**Aufgaben:**
1. Übersetze diesen Satz aus dem Artikel über den DGB und die Europawahl ins Englische: „Der DGB hat am Freitag seine Schwerpunkte für dieses Jahr vorgestellt.“
2. Schreib den Artikel über den DGB und die Europawahl weiter, direkt im Anschluss an seinen letzten Satz.

**Textauszug:**
Die Gewerkschaften blicken auf Europa. Die Wahl zum Europaparlament steht am 1. Mai im Zentrum. Der DGB hat am Freitag seine Schwerpunkte für dieses Jahr vorgestellt. Fazit: Eine Reihe dicker Bretter werden weitergebohrt.
Von Jörg Meyer
Europa steht vor einer “Schicksalswahl”, sagte der Vorsitzende des Deutschen Gewerkschaftsbundes (DGB), Reiner Hoffmann, am Freitag in Berlin. Der Dachverband hatte zum Jahresauftakt die Medien zur Pressekonferenz eingeladen. “Europa droht durch eine zunehmende Spaltung aus den Fugen zu geraten”, so Hoffmann. Deshalb wolle sich sein Dachverband mit knapp sechs Millionen Mitgliedern 2019 “noch intensiver als bisher” dem Thema Europa widmen. Geplant ist eine bundesweite Europa-Kampagne mit Veranstaltungen und Aktionen, um für die Wahlen zum Europaparlament am 26. Mai zu mobilisieren.
Befürchtet wird bei den Wahlen ein Rechtsruck oder zumindest ein starker Zugewinn für EU-kritische Parteien. Beim Blick auf die rechten und nationalkonservativen Regierung in den Nachbarländern oder den EU-Ausstieg Großbritanniens, scheint diese Befürchtung nicht ganz unberechtigt.
“Wir dürfen Europa nicht den Rechtspopulisten und Europa-Skeptikern überlassen”, sagte Hoffmann weiter. Deswegen werde auch der 1. Mai, historisch der internationale Kampftag der Arbeiterklasse, unter dem Motto “Europa. Jetzt aber richtig.” stehen. Dieses Motto zeige, dass Europa nicht nicht nur wichtig sei, sondern auch reformbedürftig. “Wir wollen, dass Europa sozialer und solidarischer wird.” Nötig sei eine “Investitionsoffensive” für Europa, um Wachstum, Arbeitsplätze, Bildung und Wohlstand auch in Zukunft zu sichern und die Klimaziele zu erreichen.

**Bereitgestellte Daten:**
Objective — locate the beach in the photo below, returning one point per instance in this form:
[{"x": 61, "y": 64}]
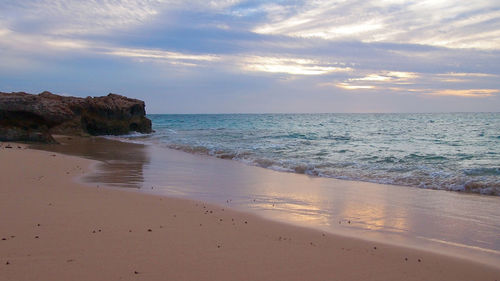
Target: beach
[{"x": 56, "y": 228}]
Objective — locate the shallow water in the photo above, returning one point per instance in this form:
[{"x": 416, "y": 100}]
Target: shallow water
[
  {"x": 462, "y": 224},
  {"x": 454, "y": 151}
]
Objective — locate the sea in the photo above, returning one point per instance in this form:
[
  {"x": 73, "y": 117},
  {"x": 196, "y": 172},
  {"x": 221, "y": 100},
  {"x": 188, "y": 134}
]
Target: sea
[{"x": 445, "y": 151}]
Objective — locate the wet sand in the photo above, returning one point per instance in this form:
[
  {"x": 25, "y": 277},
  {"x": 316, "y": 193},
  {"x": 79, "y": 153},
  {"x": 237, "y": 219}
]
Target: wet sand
[{"x": 53, "y": 228}]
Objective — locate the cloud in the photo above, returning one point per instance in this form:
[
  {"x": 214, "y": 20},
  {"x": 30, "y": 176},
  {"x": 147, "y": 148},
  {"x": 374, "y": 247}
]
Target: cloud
[
  {"x": 469, "y": 93},
  {"x": 445, "y": 23},
  {"x": 294, "y": 66}
]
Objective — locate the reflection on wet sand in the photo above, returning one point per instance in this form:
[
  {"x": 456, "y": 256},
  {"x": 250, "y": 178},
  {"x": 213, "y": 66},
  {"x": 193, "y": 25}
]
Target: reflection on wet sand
[
  {"x": 122, "y": 164},
  {"x": 412, "y": 216}
]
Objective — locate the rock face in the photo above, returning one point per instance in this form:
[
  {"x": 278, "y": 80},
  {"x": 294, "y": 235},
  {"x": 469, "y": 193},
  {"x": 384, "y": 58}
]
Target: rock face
[{"x": 26, "y": 117}]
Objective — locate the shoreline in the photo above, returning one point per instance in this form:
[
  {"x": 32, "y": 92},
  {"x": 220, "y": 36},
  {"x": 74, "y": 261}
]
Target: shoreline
[
  {"x": 405, "y": 216},
  {"x": 256, "y": 244}
]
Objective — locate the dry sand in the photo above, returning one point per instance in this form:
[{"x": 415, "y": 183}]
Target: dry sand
[{"x": 53, "y": 228}]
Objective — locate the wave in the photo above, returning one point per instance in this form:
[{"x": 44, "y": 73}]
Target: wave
[{"x": 398, "y": 175}]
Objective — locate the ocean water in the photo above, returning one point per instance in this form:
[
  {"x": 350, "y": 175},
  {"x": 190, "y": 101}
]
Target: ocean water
[{"x": 452, "y": 151}]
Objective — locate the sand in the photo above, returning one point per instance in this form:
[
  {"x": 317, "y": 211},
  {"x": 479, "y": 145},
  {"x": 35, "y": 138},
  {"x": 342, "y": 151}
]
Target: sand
[{"x": 55, "y": 228}]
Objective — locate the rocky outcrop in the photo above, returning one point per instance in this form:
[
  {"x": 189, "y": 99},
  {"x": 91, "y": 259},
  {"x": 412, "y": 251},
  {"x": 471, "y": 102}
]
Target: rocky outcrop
[{"x": 26, "y": 117}]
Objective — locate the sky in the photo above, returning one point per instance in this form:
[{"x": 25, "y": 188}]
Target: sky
[{"x": 231, "y": 56}]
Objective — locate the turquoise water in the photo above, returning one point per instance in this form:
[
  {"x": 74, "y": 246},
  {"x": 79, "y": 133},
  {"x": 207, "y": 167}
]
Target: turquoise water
[{"x": 454, "y": 151}]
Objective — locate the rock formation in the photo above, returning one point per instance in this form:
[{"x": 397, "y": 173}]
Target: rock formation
[{"x": 26, "y": 117}]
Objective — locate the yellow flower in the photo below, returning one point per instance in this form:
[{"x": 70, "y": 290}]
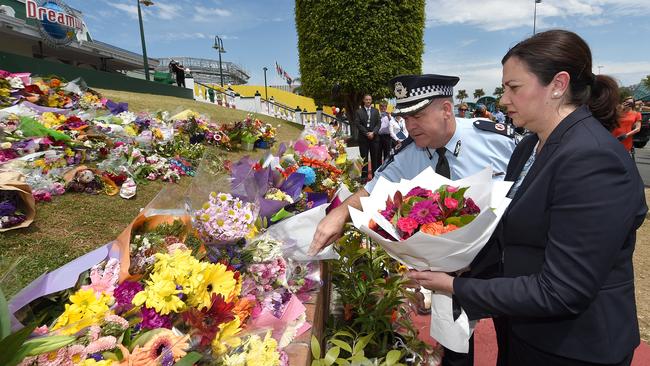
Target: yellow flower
[
  {"x": 92, "y": 362},
  {"x": 227, "y": 337},
  {"x": 85, "y": 309},
  {"x": 216, "y": 278},
  {"x": 263, "y": 352},
  {"x": 130, "y": 130},
  {"x": 311, "y": 139},
  {"x": 181, "y": 267},
  {"x": 160, "y": 294},
  {"x": 341, "y": 159}
]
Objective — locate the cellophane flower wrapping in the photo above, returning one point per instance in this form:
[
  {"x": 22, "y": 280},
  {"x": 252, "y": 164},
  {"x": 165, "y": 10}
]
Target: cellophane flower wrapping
[{"x": 448, "y": 252}]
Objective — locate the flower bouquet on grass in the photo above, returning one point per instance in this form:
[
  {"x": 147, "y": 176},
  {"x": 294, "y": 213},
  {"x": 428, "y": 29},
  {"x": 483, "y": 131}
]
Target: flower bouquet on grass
[{"x": 434, "y": 225}]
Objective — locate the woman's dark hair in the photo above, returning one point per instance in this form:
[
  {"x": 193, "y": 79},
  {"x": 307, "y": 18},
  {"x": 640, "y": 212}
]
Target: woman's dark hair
[{"x": 547, "y": 53}]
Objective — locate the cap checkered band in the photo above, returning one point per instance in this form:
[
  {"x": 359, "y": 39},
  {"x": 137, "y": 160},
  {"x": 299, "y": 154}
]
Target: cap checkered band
[{"x": 427, "y": 91}]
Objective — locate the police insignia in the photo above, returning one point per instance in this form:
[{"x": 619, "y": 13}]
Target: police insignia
[
  {"x": 400, "y": 90},
  {"x": 500, "y": 128}
]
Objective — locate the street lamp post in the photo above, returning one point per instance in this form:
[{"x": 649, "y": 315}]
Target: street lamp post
[
  {"x": 218, "y": 45},
  {"x": 266, "y": 91},
  {"x": 144, "y": 46},
  {"x": 535, "y": 15}
]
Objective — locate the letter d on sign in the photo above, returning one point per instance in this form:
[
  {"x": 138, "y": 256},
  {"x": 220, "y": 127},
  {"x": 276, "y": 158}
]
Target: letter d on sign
[{"x": 31, "y": 8}]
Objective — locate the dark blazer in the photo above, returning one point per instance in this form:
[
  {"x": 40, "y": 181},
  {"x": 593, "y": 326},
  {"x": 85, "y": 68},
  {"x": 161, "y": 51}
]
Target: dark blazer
[
  {"x": 567, "y": 241},
  {"x": 361, "y": 118}
]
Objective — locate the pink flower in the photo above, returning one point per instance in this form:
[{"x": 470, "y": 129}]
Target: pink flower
[
  {"x": 424, "y": 212},
  {"x": 451, "y": 203},
  {"x": 452, "y": 189},
  {"x": 102, "y": 344},
  {"x": 407, "y": 225},
  {"x": 42, "y": 330}
]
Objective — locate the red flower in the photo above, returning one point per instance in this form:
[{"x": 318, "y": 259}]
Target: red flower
[
  {"x": 207, "y": 320},
  {"x": 407, "y": 225},
  {"x": 451, "y": 203}
]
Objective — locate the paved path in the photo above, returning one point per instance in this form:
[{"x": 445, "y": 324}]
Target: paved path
[{"x": 642, "y": 158}]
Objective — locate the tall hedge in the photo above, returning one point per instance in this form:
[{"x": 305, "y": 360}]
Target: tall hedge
[{"x": 351, "y": 47}]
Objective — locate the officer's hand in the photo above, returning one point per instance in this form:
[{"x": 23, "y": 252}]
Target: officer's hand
[{"x": 328, "y": 231}]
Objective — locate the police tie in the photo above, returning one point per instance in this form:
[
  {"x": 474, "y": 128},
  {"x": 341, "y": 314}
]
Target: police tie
[{"x": 442, "y": 168}]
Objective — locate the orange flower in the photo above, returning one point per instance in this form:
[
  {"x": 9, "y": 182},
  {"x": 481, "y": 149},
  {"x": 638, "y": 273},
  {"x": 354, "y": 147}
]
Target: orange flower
[
  {"x": 243, "y": 308},
  {"x": 437, "y": 228}
]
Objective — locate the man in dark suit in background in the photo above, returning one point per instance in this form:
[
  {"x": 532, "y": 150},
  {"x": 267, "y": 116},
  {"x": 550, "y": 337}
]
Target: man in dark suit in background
[{"x": 366, "y": 119}]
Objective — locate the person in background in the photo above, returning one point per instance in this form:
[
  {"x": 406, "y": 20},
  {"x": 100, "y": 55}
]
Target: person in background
[
  {"x": 566, "y": 241},
  {"x": 629, "y": 124},
  {"x": 385, "y": 140},
  {"x": 455, "y": 147},
  {"x": 462, "y": 110},
  {"x": 482, "y": 112},
  {"x": 499, "y": 116},
  {"x": 366, "y": 119}
]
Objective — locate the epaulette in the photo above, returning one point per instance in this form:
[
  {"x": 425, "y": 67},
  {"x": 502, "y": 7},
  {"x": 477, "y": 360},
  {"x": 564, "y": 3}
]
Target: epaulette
[
  {"x": 391, "y": 158},
  {"x": 496, "y": 127}
]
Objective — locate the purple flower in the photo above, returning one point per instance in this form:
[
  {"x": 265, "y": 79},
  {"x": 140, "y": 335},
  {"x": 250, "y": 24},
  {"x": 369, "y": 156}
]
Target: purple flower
[
  {"x": 152, "y": 320},
  {"x": 425, "y": 212},
  {"x": 419, "y": 192},
  {"x": 470, "y": 208},
  {"x": 125, "y": 292}
]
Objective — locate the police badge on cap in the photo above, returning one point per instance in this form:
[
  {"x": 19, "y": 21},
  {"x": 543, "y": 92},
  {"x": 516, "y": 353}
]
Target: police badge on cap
[{"x": 414, "y": 92}]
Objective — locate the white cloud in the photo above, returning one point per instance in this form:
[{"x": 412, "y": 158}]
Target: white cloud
[
  {"x": 167, "y": 11},
  {"x": 131, "y": 10},
  {"x": 203, "y": 14},
  {"x": 493, "y": 15},
  {"x": 184, "y": 36},
  {"x": 486, "y": 74}
]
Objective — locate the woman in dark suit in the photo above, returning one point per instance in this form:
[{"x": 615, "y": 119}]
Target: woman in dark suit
[{"x": 566, "y": 287}]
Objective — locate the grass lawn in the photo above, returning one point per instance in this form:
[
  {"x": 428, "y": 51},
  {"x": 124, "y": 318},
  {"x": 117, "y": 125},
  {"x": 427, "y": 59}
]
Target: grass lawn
[{"x": 73, "y": 224}]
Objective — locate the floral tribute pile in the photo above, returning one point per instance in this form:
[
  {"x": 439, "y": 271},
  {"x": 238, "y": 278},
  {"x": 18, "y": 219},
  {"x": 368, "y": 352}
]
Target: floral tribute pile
[
  {"x": 49, "y": 126},
  {"x": 208, "y": 287},
  {"x": 432, "y": 212}
]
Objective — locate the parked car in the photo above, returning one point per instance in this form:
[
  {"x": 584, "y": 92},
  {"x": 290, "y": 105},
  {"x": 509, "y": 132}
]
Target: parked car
[{"x": 641, "y": 138}]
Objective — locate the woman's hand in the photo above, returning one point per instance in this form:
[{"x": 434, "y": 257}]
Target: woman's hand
[{"x": 435, "y": 281}]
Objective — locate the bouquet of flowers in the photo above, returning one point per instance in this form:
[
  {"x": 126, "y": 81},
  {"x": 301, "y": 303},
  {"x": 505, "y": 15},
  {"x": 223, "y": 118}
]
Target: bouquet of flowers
[
  {"x": 225, "y": 219},
  {"x": 429, "y": 224},
  {"x": 432, "y": 212}
]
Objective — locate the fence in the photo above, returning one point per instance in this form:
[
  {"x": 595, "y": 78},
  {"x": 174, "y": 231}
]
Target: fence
[{"x": 257, "y": 104}]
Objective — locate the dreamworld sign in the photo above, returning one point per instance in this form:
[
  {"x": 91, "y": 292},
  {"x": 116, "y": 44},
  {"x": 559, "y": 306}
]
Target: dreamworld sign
[{"x": 57, "y": 22}]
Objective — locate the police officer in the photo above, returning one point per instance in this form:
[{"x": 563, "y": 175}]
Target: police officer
[{"x": 454, "y": 147}]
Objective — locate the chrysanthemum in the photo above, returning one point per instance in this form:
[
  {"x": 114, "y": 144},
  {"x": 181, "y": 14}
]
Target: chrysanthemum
[
  {"x": 215, "y": 278},
  {"x": 424, "y": 212},
  {"x": 161, "y": 294}
]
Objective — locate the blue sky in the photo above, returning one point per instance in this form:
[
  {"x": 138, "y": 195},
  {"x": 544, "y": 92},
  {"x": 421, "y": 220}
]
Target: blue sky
[{"x": 462, "y": 37}]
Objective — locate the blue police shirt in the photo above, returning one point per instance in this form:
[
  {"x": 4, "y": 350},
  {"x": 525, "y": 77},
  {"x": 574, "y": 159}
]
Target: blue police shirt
[{"x": 469, "y": 151}]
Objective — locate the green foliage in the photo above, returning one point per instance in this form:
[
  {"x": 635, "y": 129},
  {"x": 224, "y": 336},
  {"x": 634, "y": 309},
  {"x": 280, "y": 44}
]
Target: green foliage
[
  {"x": 357, "y": 46},
  {"x": 461, "y": 95},
  {"x": 498, "y": 92},
  {"x": 624, "y": 92},
  {"x": 349, "y": 348},
  {"x": 646, "y": 81}
]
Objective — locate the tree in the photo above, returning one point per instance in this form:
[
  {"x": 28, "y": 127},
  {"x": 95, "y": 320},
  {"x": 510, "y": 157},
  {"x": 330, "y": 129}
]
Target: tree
[
  {"x": 646, "y": 81},
  {"x": 348, "y": 48},
  {"x": 461, "y": 95},
  {"x": 498, "y": 92}
]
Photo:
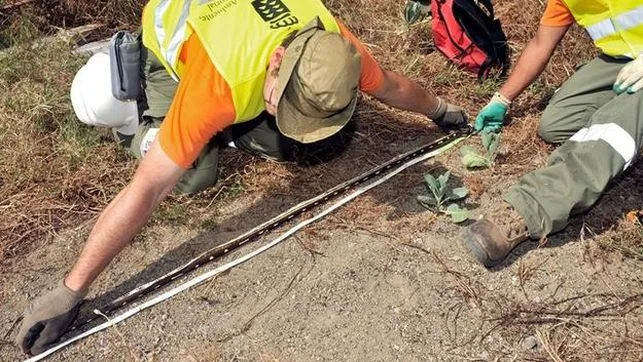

**Lösungen:**
1. On Friday, the DGB presented its priorities for this year.

2.
Konkret bereitet sich der DGB derzeit auf die Kampagne vor. Es soll dem Vernehmen nach kreative Aktionen im öffentlichen Raum geben. Geplant seien auch Aktionen in Grenzregionen mit Gewerkschafter/innen aus europäischen Nachbarländern. Auf betrieblicher Ebene sind Info-Veranstaltungen und Aktionen in Zusammenarbeit mit den jeweils zuständigen Gewerkschaften in Vorbereitung. Neben dem 1. Mai steht auch der 9. Mai, der Europa-Tag, im Kalender des DGB.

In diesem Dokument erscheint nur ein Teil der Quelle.